--- START OF SELECTION ---

About Face: Portraits and Other Pictures


About Face

© 2005, The Robert
McLaughlin Gallery

The public image of the visual artist, like that of the radio host, is an elusive one. More often than not we are more familiar with an artist's body of work, his or her "voice" in the artworld, than with the artist's physical appearance.   This is the paradox of the artist as image-maker.   About Face confronts this discrepancy by presenting portraits of artists alongside examples of their work.   This exhibition culls from the Gallery's permanent collection and offers the finest examples of Canadian pictures and portraiture.

The selection process for this exhibition followed a simple program.   First came the portraits.   A search for self-portraits yielded over a dozen images in the Gallery's holdings.   Other portraits of artists followed.   Next in the curatorial process was the selection of a fine representative work of the portrayed artist's oeuvre to accompany the portrait and/or the self-portrait.   At times, the choice of one narrowed-down piece was obvious.   This exhibition afforded the opportunity for some favourite "gems" such as Joyce Wieland's Artist on Fire and Lawren Harris's Houses on Chesnut Street to surface from the vault depths.   Showcased also are underrepresented works, pieces never before exhibited or recent acquisitions, such as June Clarke Greenberg's William Kurelek coupled with that artist's controversial painting The Doctor's Dilemma; and Gordon Webber's sensitively sketched Isabel McLaughlin paired with Miss McLaughlin's All Aboard.

In the course of selection, some interesting, often serendipitous relationships formed.   For instance, in 1934, Will Ogilvie pictured Pegi Nicol MacLeod dockside at the Massey's Durham House.   The painting is warm-hued, laid-back depiction of the artist basking in the August heat.1   In contrast; MacLeod's self-portrait is set in her Ottawa studio during the winter months.   The third work in this grouping is a turbid street scene painted from MacLeod's New York studio.   A triadic relationship between the works extends our biographic knowledge of Pegi Nichol MacLeod: the artist is observed, the artist observes herself and her surroundings.   Our understanding of Charles Goldhamer is fleshed out in a similar manner.   The Gallery holds three portraits of the Canadian war artist; a self-portrait, Arthur Lismer's rendering of his colleague and an anonymous sketch.   Each description interprets its subject according to the main formats and conventions of portraiture.   The anonymous pencil-drawn profile of Goldhamer, Lismer's three-quarter view and the artist's en face painting all explore the volumes, contours and structure of the subject's face.

--- END OF SELECTION ---
--- START OF EXTRACTED DATA ---

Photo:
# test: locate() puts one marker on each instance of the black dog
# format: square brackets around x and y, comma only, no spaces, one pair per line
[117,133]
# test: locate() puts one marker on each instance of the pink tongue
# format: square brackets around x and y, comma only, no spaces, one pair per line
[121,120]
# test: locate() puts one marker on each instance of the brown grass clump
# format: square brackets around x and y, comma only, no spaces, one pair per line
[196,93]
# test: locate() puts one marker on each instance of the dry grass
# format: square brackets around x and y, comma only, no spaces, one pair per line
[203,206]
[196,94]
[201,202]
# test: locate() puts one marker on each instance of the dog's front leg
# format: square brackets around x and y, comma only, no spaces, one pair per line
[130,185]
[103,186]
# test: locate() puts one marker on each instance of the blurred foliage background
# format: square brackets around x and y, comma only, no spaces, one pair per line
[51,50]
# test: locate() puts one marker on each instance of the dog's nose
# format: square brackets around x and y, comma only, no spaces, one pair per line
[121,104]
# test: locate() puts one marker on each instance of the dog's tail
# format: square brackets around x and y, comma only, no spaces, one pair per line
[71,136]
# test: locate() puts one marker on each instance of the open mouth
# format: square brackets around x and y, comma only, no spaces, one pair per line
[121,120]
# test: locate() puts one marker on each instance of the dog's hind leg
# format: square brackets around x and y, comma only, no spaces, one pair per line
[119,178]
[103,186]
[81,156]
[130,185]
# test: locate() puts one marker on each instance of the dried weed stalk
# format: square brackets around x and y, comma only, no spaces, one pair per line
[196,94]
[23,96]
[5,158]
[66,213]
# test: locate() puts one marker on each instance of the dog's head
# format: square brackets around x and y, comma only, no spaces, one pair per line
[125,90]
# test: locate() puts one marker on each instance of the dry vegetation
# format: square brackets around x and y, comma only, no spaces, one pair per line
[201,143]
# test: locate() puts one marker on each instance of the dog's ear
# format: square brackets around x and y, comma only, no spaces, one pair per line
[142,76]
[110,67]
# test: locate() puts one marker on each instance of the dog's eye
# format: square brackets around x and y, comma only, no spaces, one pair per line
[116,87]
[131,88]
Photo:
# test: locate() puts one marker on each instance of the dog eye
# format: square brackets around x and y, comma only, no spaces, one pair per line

--- END OF EXTRACTED DATA ---

● REQUESTS
a. Answer these questions from the About Face exhibition text:
(i) In what year did Will Ogilvie paint Pegi Nicol MacLeod dockside?
(ii) Which painting by William Kurelek is paired with June Clarke Greenberg's portrait of him?
(iii) How many self-portraits did the search of the Gallery's holdings turn up?
b. Continue the About Face exhibition text from its final sentence.

● RESULTS BY TASK
a.
(i) 1934
(ii) The Doctor's Dilemma
(iii) Over a dozen

b.
This exhibition revolves around a fulcrum-this is the image of the artist.   But in what ways do the self-portraits differ from those completed by their fellow artists?  As a transcriptive act, self-portraiture requires an optical device, the simplest of which is a reflective surface.   Two of the self-portraits in this exhibition reveal the mechanics, the act of portrait-making.   Pegi Nicol MacLeod's Portrait for a Cold Studio and the Gallery's newly acquired portrait of Bobs Cogill Haworth picture the artists working with their left hands.   The mirror transforms the right-handed artist into a "lefty" and vice-versa.   Also, the single mirror used by the artist imports a confrontational stare of frozen concentration.   The ground, whether it is a canvas or paper, acts as a cipher for the mirror.   Fixed are the artist's pupils in a soul-searching, self-reflective gaze.   In writing on this sub-genre, Manuel Gasser notes: "Looking at artists' self-portraits is like consorting with eminent people-and it enables us to enjoy the sort of intimacy an artist allows only to his [or her] closest friends."2   Joyce Wieland's Artist on Fire seems to do just this.   Wieland reveals the symbolism of a fantastical waking dream.   The artist confides in us her passions and fears.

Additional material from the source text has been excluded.